-- START --
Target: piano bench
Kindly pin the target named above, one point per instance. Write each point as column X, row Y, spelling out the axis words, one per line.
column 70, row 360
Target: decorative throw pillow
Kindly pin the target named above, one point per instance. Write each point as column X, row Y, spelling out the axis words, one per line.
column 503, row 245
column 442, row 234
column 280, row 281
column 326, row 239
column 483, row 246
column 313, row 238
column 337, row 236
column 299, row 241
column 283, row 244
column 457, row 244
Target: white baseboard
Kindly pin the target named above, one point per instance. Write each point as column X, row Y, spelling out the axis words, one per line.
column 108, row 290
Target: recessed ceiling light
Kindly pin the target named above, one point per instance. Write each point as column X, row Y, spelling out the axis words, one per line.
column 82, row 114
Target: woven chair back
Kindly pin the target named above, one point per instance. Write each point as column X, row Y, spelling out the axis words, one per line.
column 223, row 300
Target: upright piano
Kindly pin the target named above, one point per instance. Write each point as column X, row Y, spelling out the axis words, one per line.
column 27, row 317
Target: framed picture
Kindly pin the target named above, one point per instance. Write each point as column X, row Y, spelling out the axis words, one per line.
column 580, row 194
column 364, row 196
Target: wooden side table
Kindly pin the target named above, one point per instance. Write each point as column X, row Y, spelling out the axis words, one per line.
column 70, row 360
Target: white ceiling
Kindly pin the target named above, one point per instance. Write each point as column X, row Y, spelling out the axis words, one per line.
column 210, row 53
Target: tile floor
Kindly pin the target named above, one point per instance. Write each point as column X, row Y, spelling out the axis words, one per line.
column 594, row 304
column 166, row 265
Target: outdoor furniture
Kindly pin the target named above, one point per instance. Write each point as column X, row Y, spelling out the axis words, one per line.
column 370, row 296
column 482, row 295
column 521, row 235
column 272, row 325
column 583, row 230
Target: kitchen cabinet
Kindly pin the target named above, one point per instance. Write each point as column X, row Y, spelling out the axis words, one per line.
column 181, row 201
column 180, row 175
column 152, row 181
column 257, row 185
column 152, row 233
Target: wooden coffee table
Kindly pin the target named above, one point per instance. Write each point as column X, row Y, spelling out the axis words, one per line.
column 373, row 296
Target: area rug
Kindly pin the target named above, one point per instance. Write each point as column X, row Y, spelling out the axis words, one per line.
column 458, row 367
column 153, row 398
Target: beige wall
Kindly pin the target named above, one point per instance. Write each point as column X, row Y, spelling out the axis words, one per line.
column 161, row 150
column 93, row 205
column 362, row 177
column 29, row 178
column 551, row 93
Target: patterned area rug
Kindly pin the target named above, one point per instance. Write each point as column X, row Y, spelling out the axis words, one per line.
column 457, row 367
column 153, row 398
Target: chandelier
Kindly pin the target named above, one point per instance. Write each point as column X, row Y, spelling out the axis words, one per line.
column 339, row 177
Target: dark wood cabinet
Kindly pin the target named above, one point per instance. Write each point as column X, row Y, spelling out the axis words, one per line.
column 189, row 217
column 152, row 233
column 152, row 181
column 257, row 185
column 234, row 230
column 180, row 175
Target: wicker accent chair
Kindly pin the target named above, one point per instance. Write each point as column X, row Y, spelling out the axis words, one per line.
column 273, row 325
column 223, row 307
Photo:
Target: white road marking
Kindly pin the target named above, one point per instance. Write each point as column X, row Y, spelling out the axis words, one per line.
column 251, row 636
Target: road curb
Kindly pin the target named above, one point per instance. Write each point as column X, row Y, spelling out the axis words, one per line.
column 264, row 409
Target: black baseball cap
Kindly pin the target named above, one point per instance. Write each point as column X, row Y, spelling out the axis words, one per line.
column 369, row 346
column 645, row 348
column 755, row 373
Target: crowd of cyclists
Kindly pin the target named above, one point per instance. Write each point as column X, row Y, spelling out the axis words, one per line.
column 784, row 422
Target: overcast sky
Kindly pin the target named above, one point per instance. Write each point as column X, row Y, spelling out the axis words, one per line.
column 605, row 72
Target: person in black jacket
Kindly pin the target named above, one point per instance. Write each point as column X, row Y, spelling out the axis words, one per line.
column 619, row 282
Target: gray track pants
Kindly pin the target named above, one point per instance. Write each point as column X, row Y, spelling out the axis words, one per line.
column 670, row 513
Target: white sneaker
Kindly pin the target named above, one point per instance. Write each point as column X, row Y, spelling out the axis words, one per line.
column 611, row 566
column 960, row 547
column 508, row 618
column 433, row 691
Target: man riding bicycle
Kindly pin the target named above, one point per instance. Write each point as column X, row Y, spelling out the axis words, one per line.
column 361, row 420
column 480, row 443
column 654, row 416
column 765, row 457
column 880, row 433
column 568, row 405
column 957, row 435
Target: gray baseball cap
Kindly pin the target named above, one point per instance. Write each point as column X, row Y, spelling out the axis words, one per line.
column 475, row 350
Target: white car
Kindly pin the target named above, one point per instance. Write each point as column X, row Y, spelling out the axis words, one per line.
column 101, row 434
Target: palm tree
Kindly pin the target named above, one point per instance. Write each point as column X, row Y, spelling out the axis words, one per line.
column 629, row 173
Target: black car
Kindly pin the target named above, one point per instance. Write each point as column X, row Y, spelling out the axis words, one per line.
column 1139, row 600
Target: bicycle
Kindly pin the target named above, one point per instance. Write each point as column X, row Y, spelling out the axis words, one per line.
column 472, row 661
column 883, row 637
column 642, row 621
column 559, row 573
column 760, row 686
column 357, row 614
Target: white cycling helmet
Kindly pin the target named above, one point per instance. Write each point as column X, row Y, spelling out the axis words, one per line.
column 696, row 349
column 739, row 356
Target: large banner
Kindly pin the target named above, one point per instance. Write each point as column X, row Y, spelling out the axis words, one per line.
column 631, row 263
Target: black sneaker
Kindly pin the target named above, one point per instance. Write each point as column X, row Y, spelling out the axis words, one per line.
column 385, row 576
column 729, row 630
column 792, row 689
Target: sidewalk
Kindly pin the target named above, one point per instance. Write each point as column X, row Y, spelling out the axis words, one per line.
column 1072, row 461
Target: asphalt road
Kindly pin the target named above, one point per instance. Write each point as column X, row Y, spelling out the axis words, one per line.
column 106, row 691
-- END --
▸ What you are asked to do:
Return each line of the records above exactly as it reads.

▸ Finished exercise:
Target: piano bench
Kindly pin the target named above, one point per instance. Write each point as column X, row Y, spelling out the axis words, one per line.
column 70, row 360
Target: decorative throw pillow
Kindly pin the target named above, one point per instance. Write each point as column X, row Y, spelling out the axis words, one per line.
column 503, row 245
column 442, row 234
column 280, row 281
column 326, row 239
column 483, row 246
column 313, row 238
column 337, row 236
column 299, row 241
column 283, row 244
column 457, row 244
Target: white baseboard
Kindly pin the target named above, one point per instance. Write each point as column X, row Y, spelling out the axis words, one per line.
column 108, row 290
Target: recessed ceiling light
Kindly pin the target named above, one point per instance. Write each point as column X, row Y, spelling out the axis words, one per line.
column 82, row 114
Target: woven chair back
Kindly pin the target named above, one point per instance. Write each point as column X, row Y, spelling out the axis words, one per line.
column 223, row 300
Target: upright piano
Kindly pin the target named above, one point per instance. Write each point as column X, row Y, spelling out the axis words, one per line.
column 27, row 317
Target: framed picture
Kindly pin the target named above, one point per instance. Write each point as column X, row Y, spelling out the axis words, one per line.
column 580, row 194
column 364, row 196
Target: wooden side table
Kindly pin the target named above, one point per instance. Write each point as column X, row Y, spelling out the axis words, one per line.
column 70, row 360
Target: white ceiling
Kindly pin the target named above, one point per instance. Write each point as column X, row Y, spelling out the axis words, one per line.
column 210, row 53
Target: tile floor
Kindly pin the target named above, one point per instance. Write each point as column X, row Y, spelling out the axis words, one per line.
column 594, row 304
column 166, row 265
Target: outdoor furniture
Kindly pin the target named above, one point per instance. Write each point as column X, row Y, spelling out the axis words, one per line.
column 370, row 296
column 482, row 295
column 521, row 235
column 272, row 325
column 583, row 230
Target: kitchen cabinet
Kindly pin the target named above, one point per instance. Write each point as column X, row Y, spelling out the axis words, one per line.
column 181, row 201
column 180, row 175
column 152, row 181
column 257, row 185
column 152, row 233
Target: wooden coffee table
Kindly pin the target named above, one point per instance. Write each point as column X, row Y, spelling out the axis words, one per line.
column 373, row 296
Target: area rug
Kindly pin the target named above, one point per instance. Write each point as column X, row Y, spelling out the axis words, one per line.
column 458, row 367
column 153, row 398
Target: beige wall
Kindly pin the target named above, one point per instance. Write each point as column X, row Y, spelling out the axis words, one per line.
column 161, row 150
column 93, row 205
column 362, row 177
column 29, row 178
column 551, row 93
Target: patterned area rug
Kindly pin the target named above, one point per instance. Write each point as column X, row Y, spelling out the axis words, one per line.
column 457, row 367
column 153, row 398
Target: chandelier
Kindly pin the target named above, one point per instance. Write each point as column X, row Y, spelling out the axis words, one per line.
column 339, row 177
Target: dark wood cabinet
Kindly pin the target named above, one point per instance. Write each point as column X, row Y, spelling out the axis words, one per line.
column 189, row 217
column 152, row 233
column 152, row 181
column 257, row 185
column 234, row 230
column 180, row 175
Target: wicker accent chair
Kindly pin the target named above, one point per instance. Write each point as column X, row Y, spelling out the axis words, one per line.
column 273, row 325
column 223, row 307
Photo:
Target: white road marking
Kindly pin the target named above, one point per instance. Write each point as column X, row Y, spelling out the axis words, one per line.
column 251, row 636
Target: road curb
Kindly pin the target named above, one point per instance. Write each point as column X, row Y, spelling out the axis words, one per line.
column 264, row 409
Target: black baseball cap
Kindly pin the target named above, one point per instance. Write each point as column X, row Y, spelling out the axis words, one per line.
column 369, row 346
column 645, row 348
column 755, row 373
Target: crowd of cyclists
Kindly pin the target named above, one point per instance. Write each point as column X, row Y, spelling out the axis words, one per line.
column 784, row 422
Target: overcast sky
Kindly pin the target named above, one point per instance. Write each point as column X, row Y, spelling out the axis words, one per line.
column 605, row 72
Target: person in black jacket
Kindly pin the target named above, one point per instance. Write each point as column X, row Y, spelling out the axis words, one per line.
column 619, row 282
Target: gray track pants
Kindly pin the target named above, one point per instance. Write each point as column X, row Y, spelling out the axis words, one per line.
column 670, row 513
Target: white sneaker
Kindly pin the target named above, one point per instance. Write each point as column X, row Y, spelling out the axis words, one per line.
column 611, row 566
column 960, row 547
column 508, row 618
column 433, row 691
Target: man riding bicycle
Kindly pin the target named above, one point per instance. Write each point as column X, row Y, spelling out the axis words, one per line.
column 361, row 420
column 480, row 443
column 654, row 416
column 765, row 457
column 880, row 433
column 568, row 405
column 957, row 435
Target: gray baseball cap
Kindly pin the target named above, one point per instance. Write each point as column X, row Y, spelling out the axis words, one per line.
column 475, row 350
Target: white car
Kindly pin the target named above, one point per instance. Write each point as column X, row Y, spelling out the axis words, one per line.
column 101, row 434
Target: palm tree
Kindly pin the target named above, one point per instance. Write each point as column X, row Y, spelling out the axis words, one per line.
column 629, row 173
Target: black car
Kindly pin the target named above, one point per instance. Write each point as column X, row Y, spelling out the axis words, one per line.
column 1139, row 600
Target: bicycle
Kindly pin the target named above, one point per instance. Write each point as column X, row Y, spelling out the axis words, one per line.
column 472, row 661
column 883, row 637
column 642, row 621
column 559, row 573
column 760, row 686
column 357, row 614
Target: white cycling helmet
Kindly pin the target named above, one point per instance. Write each point as column X, row Y, spelling out the axis words, one per line.
column 696, row 349
column 739, row 356
Target: large banner
Kindly pin the target named above, one point per instance. Write each point as column X, row Y, spelling out the axis words, one per line.
column 631, row 263
Target: black sneaker
Kindly pin the target named above, one point per instance. Write each point as column X, row Y, spelling out the axis words, one per line.
column 385, row 576
column 729, row 630
column 792, row 689
Target: sidewalk
Kindly pin the target named above, one point per instance. Write each point as column X, row Y, spelling out the axis words, one per line.
column 1072, row 461
Target: asphalt road
Kindly pin the target named above, one point per instance. Write each point as column X, row Y, spelling out the axis words, one per line.
column 106, row 691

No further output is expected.